> _EXERCISE AIM_
Output all of the records again, exactly as written.

> _SUPPLIED DATA_
--- START ---

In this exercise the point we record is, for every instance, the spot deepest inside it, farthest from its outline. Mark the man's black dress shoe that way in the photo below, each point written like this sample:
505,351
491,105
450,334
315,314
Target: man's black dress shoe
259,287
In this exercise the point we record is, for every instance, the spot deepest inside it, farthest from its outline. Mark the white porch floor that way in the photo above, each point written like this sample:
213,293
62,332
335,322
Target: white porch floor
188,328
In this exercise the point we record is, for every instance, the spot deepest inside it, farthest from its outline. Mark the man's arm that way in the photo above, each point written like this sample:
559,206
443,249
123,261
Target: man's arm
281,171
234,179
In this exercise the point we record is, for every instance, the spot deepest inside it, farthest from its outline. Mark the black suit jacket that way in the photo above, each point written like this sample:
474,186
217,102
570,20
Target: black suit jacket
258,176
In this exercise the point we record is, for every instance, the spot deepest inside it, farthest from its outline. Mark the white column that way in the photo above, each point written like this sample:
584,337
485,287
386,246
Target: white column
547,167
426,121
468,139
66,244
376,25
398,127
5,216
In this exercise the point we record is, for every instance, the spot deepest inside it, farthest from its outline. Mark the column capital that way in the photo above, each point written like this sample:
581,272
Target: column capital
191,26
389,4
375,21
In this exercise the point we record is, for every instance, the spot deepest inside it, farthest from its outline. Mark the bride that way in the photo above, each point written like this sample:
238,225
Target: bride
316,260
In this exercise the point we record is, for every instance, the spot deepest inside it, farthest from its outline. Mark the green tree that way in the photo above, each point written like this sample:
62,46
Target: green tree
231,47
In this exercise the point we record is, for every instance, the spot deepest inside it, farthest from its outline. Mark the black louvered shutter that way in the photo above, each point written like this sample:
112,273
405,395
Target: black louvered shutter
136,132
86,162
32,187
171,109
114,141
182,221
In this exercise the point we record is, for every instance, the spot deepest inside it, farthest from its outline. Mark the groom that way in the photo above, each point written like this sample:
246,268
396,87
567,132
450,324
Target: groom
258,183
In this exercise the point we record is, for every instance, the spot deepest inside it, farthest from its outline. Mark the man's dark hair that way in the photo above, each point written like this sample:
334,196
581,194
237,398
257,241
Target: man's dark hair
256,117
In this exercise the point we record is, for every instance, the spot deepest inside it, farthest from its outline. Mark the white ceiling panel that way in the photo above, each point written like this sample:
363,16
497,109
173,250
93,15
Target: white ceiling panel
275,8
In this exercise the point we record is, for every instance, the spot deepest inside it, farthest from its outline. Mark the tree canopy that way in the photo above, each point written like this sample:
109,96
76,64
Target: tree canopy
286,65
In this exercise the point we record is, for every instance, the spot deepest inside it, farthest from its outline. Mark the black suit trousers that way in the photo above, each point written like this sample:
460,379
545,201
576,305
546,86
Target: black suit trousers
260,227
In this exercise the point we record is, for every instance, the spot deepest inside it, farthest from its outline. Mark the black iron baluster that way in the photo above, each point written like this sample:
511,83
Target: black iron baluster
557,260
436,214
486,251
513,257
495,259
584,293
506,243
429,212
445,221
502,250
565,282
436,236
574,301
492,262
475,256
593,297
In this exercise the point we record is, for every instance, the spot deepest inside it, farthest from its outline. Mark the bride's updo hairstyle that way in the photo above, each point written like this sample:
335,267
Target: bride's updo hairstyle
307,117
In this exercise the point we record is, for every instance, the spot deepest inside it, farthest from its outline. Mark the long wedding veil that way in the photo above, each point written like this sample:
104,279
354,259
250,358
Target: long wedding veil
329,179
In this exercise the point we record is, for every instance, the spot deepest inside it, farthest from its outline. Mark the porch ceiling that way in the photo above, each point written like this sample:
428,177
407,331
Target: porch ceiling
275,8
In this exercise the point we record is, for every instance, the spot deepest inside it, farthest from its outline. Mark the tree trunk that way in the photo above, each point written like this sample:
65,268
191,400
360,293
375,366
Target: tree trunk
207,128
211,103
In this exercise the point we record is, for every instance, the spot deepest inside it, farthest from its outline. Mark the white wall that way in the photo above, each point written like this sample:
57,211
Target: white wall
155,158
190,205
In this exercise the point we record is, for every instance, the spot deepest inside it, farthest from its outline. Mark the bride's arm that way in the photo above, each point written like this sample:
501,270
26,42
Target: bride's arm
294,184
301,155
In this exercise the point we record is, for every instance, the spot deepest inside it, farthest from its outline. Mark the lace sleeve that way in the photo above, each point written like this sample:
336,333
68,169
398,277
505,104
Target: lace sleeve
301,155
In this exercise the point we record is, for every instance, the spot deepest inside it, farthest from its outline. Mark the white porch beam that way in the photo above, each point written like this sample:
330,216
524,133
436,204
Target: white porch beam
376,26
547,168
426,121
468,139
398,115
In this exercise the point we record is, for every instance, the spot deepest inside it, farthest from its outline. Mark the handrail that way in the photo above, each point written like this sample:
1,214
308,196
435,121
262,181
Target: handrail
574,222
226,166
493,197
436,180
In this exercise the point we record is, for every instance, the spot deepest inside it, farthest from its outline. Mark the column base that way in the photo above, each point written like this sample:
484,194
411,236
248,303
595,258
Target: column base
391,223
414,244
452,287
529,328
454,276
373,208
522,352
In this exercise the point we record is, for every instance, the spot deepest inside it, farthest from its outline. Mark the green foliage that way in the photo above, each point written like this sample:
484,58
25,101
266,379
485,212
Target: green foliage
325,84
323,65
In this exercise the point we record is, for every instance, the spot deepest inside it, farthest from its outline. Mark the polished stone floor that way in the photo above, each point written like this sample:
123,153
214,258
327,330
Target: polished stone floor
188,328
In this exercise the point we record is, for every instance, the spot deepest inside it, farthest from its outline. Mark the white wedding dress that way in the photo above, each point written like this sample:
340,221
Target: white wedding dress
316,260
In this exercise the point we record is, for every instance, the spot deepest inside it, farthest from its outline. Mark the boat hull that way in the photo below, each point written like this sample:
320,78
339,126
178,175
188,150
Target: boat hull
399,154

--- END ---

> _SOLUTION BELOW_
In this exercise the point we record is, for every instance, the spot deepest inside it, farthest from its outline. Mark the man's black dress shoe that way in the photo below, each point written like this sample:
505,351
491,105
450,334
315,314
Target: man's black dress shoe
259,287
In this exercise the point we record is, for every instance, the spot deepest inside it, farthest from its outline. Mark the white porch floor that way in the photo above, each point written like this sample:
213,293
62,332
335,322
Target: white porch floor
188,328
In this exercise the point we record is, for every instance, the spot deepest inside it, farthest from its outline. Mark the man's arm that way in the photo above, each point written like this sample:
559,206
443,249
123,261
Target: man's arm
281,171
234,179
In this exercise the point we record is, for every instance, the spot deepest inside it, farthest from its outline. Mark the black suit jacket that way in the photo above, each point written like this sample:
474,186
217,102
570,20
Target: black suit jacket
258,176
In this exercise the point we record is, for every instance, the spot deepest inside it, farthest from its outline. Mark the white column that way in the photo above, each point written like this sample:
584,337
485,287
386,246
Target: white column
547,167
426,121
468,139
66,244
376,25
398,127
5,216
In this exercise the point we record is, for every instance, the spot deepest inside it, farthest from its outline. Mark the column capital that way in the photo above, each point written like this sample:
581,272
Target: column capital
191,26
389,4
375,21
In this exercise the point we record is, for every instance, the spot deepest inside it, farthest from its outline. Mark the bride that way in the photo above, each point written like this sample:
238,225
Target: bride
316,260
In this exercise the point we record is, for every instance, the spot deepest inside it, farthest from its outline. Mark the green tree that way in the photo above, each point written like this sample:
62,46
Target: green tree
231,47
In this exercise the point we record is, for every instance, the spot deepest inside it, farthest from its outline. Mark the black louvered shutter that way in the photo above, each point written like this sample:
112,273
405,395
Target: black louvered shutter
136,132
86,162
32,187
171,109
114,141
182,221
In this exercise the point we record is, for every instance, the spot deepest inside it, farthest from its outline. Mark the groom that way in the photo above, each point written like this sample:
246,268
396,87
567,132
450,324
Target: groom
258,183
In this exercise the point we record is, for every instance, the spot deepest inside it, farthest from its outline. Mark the man's dark hair that way in the photo above, each point written like this sample:
334,196
581,194
237,398
257,241
Target: man's dark hair
256,117
In this exercise the point we record is, for every instance, the spot deepest inside it, farthest from its outline. Mark the white ceiling panel that way in the photo above, each point written like this sample:
363,16
497,109
173,250
93,15
Target: white ceiling panel
275,8
In this exercise the point we record is, for every instance, the spot deepest inside it, farthest from its outline. Mark the tree canopy that way in the photo above, each point written like this sample:
109,96
76,64
Target: tree canopy
286,65
In this exercise the point we record is, for every instance, the spot deepest inside it, farthest from its outline. Mark the black suit trousers that way in the photo above, each point written like this sample:
460,379
545,201
576,305
546,86
Target: black suit trousers
260,227
In this exercise the point we record is, for every instance, the spot deepest inside it, farthest from its outline. Mark the black iron baluster that way in the photo above, each point written like this sample:
511,83
Target: black iron baluster
557,260
436,214
486,251
513,257
495,259
584,293
506,243
429,212
445,221
502,250
565,282
436,236
574,301
492,262
475,256
593,297
In this exercise the point we record is, for every instance, the spot deepest inside it, farthest from its outline. Mark the bride's updo hairstyle that way in the photo above, each point written like this sample:
335,267
Target: bride's updo hairstyle
307,117
In this exercise the point we record is, for every instance, the spot deepest inside it, farthest from its outline. Mark the long wedding veil that way in the photo above, each point written like this sample:
104,279
354,259
250,358
Target: long wedding veil
329,179
In this exercise the point we record is, for every instance, the spot deepest inside it, farthest from its outline. Mark the porch ceiling that way in the photo above, each point written like this sample:
428,177
407,331
Target: porch ceiling
275,8
In this exercise the point we record is, for every instance, the spot deepest inside it, farthest from its outline. Mark the tree trunk that way in the photo above, each point written like this sample:
65,268
191,400
360,293
375,366
Target: tree trunk
207,128
211,103
In this exercise the point we record is, for every instance, the spot deepest inside it, farthest from its outline. Mark the white wall that way in the photo above, each point written like this sample:
57,211
Target: white wall
155,158
190,205
In this exercise the point we record is, for every instance, the spot deepest inside it, farthest from its outline. Mark the bride's arm that way in the photo above, each point written like this sample:
501,270
26,42
Target: bride's arm
294,184
301,155
In this exercise the point we record is, for every instance, the spot deepest inside it, farthest from its outline. Mark the lace sleeve that way in the photo above, each point written like this sample:
336,333
68,169
398,277
505,104
Target: lace sleeve
301,155
In this exercise the point we record is, for every instance, the spot deepest inside it, farthest from its outline. Mark the white porch beam that way in the photo above, each point written like this sample:
330,216
524,133
436,204
Target: white porch beam
376,26
547,168
426,121
468,139
398,115
In this exercise the point we record is, for every instance, the spot deepest inside it, farthest from its outline. Mark the handrail that way in the photo above, each point written like this sample:
1,214
308,196
435,121
262,181
Target: handrail
574,222
226,166
493,197
436,180
In this exercise the point we record is, for every instance, the spot deepest inside it, farthest from its outline. Mark the column base that way in the photo above, each point written like this sample:
484,194
411,236
248,303
595,258
Target: column base
391,223
414,244
452,287
529,328
454,276
373,208
522,352
In this exercise the point we record is, for every instance, the spot deepest inside it, farthest from its outline. Mark the green foliage that way in the photo above, each point written like this sample:
484,58
25,101
266,379
485,212
Target: green foliage
325,84
323,65
In this exercise the point we record is, for every instance, the spot deepest inside it, farthest from its outline. Mark the polished stone floor that way in the photo above, each point written like this sample:
123,153
214,258
327,330
Target: polished stone floor
188,328
In this exercise the point we record is, for every instance, the spot deepest inside it, farthest from its outline. Mark the white wedding dress that way in the photo above, each point written like this sample:
340,221
Target: white wedding dress
316,260
In this exercise the point we record is, for every instance, the spot deepest inside it, farthest from its outline. Mark the boat hull that way in the photo below, each point written like this sample:
320,78
339,126
178,175
188,150
Target: boat hull
399,154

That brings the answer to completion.